> _Ausgewählter Textabschnitt_:
Foto: Ensembleszene © Jörg Landsberg
Text:Ulrike Kolter, am 8. März 2025
Am Theater Bremen arbeitet sich die finnische Choreografin Milla Koistinen mit dem Tanzensemble Unusual Symptoms am Prinzip Hoffnung ab. „Dawn“ zeigt uns die zermürbende Wiederholungsschleife aus Arbeit, Erschöpfung und Neuanfang – symbolschwer, aber sehenswert.
Das gute an Tanztheater ist, dass man auch in kryptischen Abenden total versinken kann. Sich hineingeben in minimale Bewegungsabläufe, Wiederholungen, Symbolik. Und, dass es kein richtig oder falsch gibt – nicht auf der Bühne und nicht in den Köpfen des Publikums.
Genau das erlebt man im neuen Stück der finnischen Choreografin Milla Koistinen mit dem Bremer Tanzensemble Unusual Symptoms. Im ausverkauften Kleinen Haus vor dem treuen, altersgemischten Bremer Tanzpublikum verhandelt „Dawn“ das Prinzip Hoffnung als Praxis gemeinsamer Anstrengung, als kollektive Erfahrung des sich-immer-wieder-mühens und immer-wieder-scheiterns. Keine Story, sondern angedeutete Rituale körperlicher Arbeit und Erschöpfung zeigen uns die acht Tänzerinnen und Tänzer Gabrio Gabrielli, Maria Pasadaki, Nora Ronge, Waithera Lena Schreyeck, Young-Won Song, Csenger K. Szabó, Eli Hooker und emeka ene. So individuell wie sie sind auch die weiten, naturfarbenen Kostüme von Kristina Jagodić gestaltet.

> _Deine Aufgaben_:
- A) Schreib aus dem Textabschnitt die Stelle von „Das gute an“ bis „Köpfen des Publikums.“ wortgetreu ab.
- B) Beantworte anhand des Textabschnitts:
(i) Aus welchem Land kommt die Choreografin Milla Koistinen?
(ii) Wie viele Tänzerinnen und Tänzer sind in „Dawn“ zu sehen?
(iii) Wer hat die Kostüme gestaltet?
Das Material danach steht für sich und gehört nicht zum Textabschnitt.

> _Bereitgestelltes Material_:
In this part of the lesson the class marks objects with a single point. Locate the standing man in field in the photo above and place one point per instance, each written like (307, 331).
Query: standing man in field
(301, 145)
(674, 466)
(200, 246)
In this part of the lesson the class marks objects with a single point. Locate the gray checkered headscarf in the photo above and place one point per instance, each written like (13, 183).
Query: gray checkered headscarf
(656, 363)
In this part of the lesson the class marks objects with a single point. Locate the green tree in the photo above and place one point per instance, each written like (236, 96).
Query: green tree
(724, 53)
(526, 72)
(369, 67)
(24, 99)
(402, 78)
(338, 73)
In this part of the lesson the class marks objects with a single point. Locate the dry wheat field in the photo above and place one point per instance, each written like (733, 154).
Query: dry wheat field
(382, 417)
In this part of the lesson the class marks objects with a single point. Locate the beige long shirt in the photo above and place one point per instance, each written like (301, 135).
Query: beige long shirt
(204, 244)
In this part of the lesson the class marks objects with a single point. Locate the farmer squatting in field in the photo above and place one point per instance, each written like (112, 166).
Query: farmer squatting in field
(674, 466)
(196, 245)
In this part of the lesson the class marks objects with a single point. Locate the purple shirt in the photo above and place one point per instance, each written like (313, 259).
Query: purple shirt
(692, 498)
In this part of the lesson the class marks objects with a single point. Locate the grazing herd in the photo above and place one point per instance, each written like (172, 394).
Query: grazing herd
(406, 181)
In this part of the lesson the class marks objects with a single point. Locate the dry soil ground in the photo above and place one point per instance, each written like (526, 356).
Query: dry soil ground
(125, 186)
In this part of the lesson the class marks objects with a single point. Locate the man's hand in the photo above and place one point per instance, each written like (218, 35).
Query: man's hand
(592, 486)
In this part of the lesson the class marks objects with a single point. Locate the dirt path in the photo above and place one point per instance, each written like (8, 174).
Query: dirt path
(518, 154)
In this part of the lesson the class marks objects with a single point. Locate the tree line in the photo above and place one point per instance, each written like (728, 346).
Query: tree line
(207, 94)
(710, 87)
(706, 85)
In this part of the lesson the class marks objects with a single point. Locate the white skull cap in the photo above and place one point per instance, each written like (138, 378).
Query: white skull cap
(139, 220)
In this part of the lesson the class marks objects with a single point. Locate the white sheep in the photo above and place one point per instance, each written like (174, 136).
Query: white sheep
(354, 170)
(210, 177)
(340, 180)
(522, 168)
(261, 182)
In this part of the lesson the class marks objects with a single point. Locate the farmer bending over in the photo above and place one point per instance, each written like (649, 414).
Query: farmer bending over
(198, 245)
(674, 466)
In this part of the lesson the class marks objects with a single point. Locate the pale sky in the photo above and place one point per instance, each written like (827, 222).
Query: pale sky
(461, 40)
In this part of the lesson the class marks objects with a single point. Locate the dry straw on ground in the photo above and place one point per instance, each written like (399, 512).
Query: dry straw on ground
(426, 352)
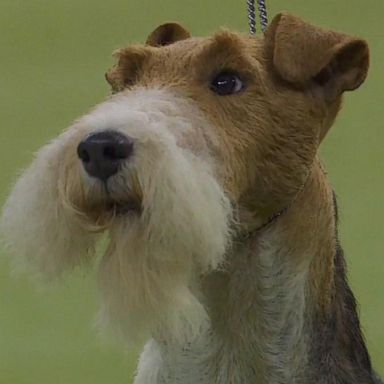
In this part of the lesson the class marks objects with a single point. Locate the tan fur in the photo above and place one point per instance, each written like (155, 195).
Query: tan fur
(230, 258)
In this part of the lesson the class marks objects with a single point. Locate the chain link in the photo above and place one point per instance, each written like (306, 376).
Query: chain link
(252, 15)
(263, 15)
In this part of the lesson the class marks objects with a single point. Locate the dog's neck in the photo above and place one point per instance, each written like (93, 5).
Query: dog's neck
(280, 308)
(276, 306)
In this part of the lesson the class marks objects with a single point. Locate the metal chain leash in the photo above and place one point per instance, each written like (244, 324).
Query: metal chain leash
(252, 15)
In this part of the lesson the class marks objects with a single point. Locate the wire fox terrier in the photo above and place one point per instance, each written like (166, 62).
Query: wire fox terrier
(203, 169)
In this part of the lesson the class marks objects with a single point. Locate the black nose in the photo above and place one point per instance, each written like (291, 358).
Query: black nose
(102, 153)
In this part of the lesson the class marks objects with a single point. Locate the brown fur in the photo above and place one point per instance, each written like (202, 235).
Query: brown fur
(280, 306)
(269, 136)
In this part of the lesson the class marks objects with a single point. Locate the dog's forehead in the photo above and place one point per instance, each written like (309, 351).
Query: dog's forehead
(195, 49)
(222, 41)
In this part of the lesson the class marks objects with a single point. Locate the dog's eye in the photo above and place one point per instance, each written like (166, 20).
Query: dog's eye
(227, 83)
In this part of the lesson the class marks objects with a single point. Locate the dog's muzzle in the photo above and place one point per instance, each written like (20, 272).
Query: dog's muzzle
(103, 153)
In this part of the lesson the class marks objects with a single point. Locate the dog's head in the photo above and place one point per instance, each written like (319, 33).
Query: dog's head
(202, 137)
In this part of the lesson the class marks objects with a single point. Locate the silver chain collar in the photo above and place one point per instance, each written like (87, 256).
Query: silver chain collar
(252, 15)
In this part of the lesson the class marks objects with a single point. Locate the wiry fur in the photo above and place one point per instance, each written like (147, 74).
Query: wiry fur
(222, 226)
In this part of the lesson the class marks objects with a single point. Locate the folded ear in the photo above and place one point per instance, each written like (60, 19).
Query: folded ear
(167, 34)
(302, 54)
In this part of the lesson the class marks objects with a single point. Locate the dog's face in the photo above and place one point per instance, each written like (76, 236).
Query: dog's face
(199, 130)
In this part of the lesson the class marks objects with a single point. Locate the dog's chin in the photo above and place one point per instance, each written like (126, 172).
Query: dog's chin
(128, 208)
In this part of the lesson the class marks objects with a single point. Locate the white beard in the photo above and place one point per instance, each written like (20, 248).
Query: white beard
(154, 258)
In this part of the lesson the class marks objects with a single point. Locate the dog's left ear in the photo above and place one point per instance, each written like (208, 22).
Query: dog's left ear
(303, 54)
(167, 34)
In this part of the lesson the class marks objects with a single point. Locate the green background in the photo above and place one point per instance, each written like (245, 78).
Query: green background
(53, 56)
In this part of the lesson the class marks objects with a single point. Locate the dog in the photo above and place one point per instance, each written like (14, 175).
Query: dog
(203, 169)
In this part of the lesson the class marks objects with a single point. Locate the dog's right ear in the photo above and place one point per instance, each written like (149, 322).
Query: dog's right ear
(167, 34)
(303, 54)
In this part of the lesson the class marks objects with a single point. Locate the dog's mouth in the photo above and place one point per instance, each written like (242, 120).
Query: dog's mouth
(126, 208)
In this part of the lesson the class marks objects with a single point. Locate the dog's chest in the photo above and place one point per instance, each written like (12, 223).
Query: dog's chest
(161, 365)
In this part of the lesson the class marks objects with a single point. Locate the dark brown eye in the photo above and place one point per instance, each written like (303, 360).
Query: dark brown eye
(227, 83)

...

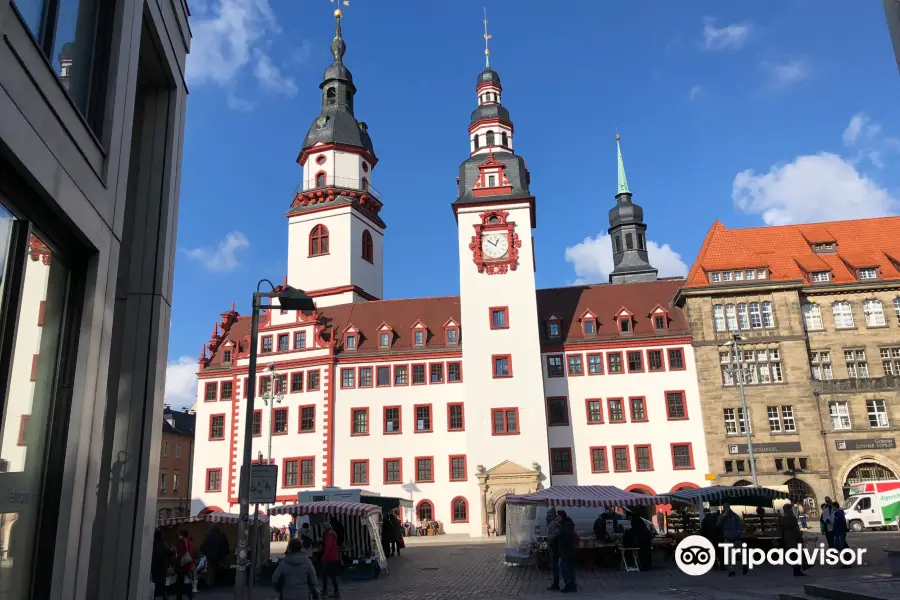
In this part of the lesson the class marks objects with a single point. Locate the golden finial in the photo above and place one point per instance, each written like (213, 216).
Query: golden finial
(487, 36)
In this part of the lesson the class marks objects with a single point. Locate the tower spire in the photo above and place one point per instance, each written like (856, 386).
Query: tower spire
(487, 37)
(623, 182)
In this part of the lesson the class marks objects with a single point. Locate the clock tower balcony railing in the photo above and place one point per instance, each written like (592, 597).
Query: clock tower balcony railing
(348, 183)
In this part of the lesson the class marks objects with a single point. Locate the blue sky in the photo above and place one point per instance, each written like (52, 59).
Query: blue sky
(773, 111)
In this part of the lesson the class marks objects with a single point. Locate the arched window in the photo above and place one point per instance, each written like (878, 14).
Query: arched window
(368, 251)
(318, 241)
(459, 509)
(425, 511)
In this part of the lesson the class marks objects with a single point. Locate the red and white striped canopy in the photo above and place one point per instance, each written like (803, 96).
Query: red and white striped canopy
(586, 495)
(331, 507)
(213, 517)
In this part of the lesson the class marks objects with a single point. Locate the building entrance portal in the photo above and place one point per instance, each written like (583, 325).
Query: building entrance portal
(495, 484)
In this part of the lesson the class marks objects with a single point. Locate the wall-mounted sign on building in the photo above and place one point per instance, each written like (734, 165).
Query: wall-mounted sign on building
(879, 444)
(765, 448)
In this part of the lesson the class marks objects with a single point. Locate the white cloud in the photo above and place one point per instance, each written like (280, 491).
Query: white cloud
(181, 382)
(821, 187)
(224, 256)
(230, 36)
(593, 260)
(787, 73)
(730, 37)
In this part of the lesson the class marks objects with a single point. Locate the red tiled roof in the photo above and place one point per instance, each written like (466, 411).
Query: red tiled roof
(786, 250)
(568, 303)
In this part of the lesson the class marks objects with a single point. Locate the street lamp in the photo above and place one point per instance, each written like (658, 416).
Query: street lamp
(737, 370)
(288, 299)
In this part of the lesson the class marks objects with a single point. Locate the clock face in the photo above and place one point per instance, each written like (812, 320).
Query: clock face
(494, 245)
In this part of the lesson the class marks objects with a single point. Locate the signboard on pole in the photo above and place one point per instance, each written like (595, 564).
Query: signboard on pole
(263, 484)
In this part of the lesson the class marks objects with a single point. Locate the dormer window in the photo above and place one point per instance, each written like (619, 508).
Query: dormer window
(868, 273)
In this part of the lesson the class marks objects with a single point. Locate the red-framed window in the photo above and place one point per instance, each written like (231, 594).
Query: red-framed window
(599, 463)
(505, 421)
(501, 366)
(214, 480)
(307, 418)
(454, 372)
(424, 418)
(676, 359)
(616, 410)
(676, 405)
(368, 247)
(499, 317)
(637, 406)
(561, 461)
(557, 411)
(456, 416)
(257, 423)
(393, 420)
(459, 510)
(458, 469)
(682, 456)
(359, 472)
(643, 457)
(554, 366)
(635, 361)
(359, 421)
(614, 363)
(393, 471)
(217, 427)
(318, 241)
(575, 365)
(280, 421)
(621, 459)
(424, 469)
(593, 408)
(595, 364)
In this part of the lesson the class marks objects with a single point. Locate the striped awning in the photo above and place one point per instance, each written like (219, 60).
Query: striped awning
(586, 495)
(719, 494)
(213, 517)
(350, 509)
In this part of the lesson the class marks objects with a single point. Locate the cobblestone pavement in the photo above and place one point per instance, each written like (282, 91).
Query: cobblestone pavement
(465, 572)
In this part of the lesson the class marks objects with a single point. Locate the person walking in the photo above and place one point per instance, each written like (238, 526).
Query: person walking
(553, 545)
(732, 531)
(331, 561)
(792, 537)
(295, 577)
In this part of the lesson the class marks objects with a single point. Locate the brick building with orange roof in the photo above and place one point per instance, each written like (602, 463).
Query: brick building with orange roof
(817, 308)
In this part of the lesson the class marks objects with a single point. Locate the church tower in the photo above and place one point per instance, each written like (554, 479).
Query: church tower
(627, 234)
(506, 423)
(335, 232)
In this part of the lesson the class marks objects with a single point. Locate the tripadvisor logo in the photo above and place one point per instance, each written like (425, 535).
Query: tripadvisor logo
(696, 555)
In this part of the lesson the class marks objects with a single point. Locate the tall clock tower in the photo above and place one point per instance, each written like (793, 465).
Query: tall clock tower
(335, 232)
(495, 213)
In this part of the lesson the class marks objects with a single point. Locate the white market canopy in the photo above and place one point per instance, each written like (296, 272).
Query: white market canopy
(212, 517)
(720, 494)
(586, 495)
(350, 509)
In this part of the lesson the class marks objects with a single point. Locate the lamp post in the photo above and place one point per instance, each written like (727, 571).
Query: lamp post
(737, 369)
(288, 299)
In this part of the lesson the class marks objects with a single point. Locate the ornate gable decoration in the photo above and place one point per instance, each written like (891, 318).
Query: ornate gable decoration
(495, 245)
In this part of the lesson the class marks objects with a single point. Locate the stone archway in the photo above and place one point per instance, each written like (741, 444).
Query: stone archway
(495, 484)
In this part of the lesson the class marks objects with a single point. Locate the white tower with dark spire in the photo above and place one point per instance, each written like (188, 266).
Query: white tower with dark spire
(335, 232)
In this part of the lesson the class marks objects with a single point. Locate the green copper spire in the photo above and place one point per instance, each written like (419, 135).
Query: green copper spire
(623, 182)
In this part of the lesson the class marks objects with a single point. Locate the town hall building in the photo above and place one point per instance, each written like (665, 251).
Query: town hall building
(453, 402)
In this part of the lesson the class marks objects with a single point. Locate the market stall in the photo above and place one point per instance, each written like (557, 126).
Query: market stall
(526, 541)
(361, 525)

> _Lösungen_:
- A)
Das gute an Tanztheater ist, dass man auch in kryptischen Abenden total versinken kann. Sich hineingeben in minimale Bewegungsabläufe, Wiederholungen, Symbolik. Und, dass es kein richtig oder falsch gibt – nicht auf der Bühne und nicht in den Köpfen des Publikums.

- B)
(i) Aus Finnland
(ii) Acht
(iii) Kristina Jagodić